- Excerpt

The top part 5 of the stopper contains at least one pinhole 10
through which air from the atmosphere may pass into the vessel.
Although multiple pinholes may be present it is preferred to have
one or two. The determining factor is the length of time the
desiccant would take to dissipate because of the number of
pinholes. With one or two pinholes it would take several months.
The pinholes may be of the size normally made by straight pin used
by seamstresses. Although the pinhole may be of any shape, it is
usually circular and is about 0.01 to 0.2 mm in diameter or the
equivalent area of the circular hole if it is of non-circular
shape. Preferably the pinholes are from 0.05 to 0.1 mm in diameter.
Naturally the more pinholes one has the smaller each should be. The
pinhole(s) may be placed anywhere on the surface of the hollow
portions of the stopper which is exposed to the outside atmosphere
but preferably anywhere on the top of the stopper 5. In such an
event, the air passing through would necessarity go through the
desiccant and be dried before it entered into the body of the
vessel.

- Records from a data source

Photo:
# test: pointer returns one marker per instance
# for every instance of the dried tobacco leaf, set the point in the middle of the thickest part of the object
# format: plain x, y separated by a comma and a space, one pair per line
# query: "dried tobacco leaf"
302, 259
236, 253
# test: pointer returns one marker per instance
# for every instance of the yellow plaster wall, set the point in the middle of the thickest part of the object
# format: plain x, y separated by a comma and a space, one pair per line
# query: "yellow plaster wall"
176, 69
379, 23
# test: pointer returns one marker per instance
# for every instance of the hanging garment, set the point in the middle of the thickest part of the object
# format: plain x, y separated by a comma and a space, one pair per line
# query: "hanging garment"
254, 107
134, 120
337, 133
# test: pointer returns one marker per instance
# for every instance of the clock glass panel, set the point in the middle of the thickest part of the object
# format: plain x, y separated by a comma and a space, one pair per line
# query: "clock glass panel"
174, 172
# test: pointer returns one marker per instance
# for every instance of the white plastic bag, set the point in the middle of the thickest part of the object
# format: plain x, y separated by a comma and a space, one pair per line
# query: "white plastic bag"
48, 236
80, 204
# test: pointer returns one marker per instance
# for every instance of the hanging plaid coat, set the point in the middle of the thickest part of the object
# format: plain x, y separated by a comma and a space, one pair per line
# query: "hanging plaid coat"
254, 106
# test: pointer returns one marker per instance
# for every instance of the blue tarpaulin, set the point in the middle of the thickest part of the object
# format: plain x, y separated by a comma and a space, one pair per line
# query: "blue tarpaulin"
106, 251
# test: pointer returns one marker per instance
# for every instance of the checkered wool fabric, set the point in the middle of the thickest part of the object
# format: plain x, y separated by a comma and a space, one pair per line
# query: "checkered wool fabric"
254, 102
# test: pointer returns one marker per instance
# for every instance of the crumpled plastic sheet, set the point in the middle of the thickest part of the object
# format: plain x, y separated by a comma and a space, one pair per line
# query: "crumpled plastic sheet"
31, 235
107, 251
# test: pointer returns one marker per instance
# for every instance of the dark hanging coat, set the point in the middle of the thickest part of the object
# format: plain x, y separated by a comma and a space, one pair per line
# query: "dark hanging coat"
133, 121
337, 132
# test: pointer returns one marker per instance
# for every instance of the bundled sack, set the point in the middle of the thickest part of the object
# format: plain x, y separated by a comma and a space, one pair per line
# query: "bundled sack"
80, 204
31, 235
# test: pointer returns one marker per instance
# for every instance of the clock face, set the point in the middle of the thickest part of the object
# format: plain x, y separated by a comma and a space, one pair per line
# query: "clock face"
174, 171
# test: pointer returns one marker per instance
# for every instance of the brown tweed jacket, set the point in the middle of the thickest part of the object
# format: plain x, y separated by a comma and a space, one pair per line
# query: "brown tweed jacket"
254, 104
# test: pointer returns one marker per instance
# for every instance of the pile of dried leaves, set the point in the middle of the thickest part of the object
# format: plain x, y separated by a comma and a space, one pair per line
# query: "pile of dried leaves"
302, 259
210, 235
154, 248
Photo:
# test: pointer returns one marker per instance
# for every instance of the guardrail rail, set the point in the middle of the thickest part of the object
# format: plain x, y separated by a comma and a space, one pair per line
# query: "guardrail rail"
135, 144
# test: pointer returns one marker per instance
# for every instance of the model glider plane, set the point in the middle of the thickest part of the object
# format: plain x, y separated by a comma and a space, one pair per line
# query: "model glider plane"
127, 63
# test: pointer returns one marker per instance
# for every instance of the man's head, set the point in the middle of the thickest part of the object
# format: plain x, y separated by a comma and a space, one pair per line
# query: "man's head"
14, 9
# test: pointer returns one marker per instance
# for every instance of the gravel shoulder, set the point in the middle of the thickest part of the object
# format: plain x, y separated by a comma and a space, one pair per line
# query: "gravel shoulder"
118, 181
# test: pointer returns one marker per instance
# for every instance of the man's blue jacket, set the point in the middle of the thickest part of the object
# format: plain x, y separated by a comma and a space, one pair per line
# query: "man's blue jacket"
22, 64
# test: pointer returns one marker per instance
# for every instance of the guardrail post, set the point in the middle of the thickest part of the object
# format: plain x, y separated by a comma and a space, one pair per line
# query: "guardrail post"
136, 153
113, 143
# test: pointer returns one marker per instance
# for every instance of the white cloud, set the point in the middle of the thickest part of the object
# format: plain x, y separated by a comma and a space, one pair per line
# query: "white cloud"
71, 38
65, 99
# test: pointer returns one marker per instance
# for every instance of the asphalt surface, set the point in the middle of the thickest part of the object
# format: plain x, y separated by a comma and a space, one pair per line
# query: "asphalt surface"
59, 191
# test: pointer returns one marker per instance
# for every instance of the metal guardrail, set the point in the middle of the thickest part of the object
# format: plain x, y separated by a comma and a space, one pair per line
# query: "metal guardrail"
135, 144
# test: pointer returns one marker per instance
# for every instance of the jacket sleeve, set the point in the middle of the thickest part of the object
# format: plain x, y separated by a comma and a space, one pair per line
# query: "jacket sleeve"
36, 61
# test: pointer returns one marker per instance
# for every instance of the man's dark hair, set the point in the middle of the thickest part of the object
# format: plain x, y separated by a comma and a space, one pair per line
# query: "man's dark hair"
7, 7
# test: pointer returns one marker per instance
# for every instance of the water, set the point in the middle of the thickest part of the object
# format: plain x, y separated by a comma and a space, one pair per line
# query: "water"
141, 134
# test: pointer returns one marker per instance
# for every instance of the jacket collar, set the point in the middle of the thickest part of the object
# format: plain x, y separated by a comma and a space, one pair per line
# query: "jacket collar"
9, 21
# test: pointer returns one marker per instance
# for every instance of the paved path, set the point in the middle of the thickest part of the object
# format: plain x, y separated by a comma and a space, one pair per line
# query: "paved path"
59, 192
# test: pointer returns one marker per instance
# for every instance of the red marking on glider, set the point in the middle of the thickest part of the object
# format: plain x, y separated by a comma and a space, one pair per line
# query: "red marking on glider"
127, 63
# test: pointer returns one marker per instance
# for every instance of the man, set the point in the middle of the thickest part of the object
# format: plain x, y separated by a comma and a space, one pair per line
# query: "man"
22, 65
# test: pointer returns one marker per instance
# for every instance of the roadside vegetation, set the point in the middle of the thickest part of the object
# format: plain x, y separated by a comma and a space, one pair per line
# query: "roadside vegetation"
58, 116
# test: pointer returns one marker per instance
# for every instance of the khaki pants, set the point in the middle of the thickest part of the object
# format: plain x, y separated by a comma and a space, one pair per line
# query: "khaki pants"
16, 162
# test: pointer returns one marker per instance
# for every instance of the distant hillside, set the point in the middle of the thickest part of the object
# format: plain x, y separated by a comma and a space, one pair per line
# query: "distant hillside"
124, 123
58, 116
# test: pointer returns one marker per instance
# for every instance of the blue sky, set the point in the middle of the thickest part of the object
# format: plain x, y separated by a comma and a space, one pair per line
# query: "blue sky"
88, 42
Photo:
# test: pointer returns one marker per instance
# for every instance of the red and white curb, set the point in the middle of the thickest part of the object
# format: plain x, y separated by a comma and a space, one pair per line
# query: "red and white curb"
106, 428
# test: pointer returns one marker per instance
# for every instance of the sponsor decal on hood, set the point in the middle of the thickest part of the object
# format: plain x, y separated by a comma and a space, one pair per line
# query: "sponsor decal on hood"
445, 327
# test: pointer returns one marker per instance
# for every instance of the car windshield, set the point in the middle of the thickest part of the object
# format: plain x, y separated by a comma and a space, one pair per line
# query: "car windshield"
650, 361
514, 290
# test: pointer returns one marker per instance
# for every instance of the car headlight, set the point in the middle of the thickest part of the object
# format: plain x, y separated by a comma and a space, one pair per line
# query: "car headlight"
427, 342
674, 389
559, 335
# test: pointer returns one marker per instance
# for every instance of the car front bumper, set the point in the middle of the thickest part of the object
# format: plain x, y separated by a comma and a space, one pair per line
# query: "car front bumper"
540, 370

- Goal
Rewrite the stopper excerpt starting with "Although multiple pinholes" and going on through "take several months.", substituting "drying agent" for "desiccant".

- Task response
Although multiple pinholes may be present it is preferred to have
one or two. The determining factor is the length of time the
drying agent would take to dissipate because of the number of
pinholes. With one or two pinholes it would take several months.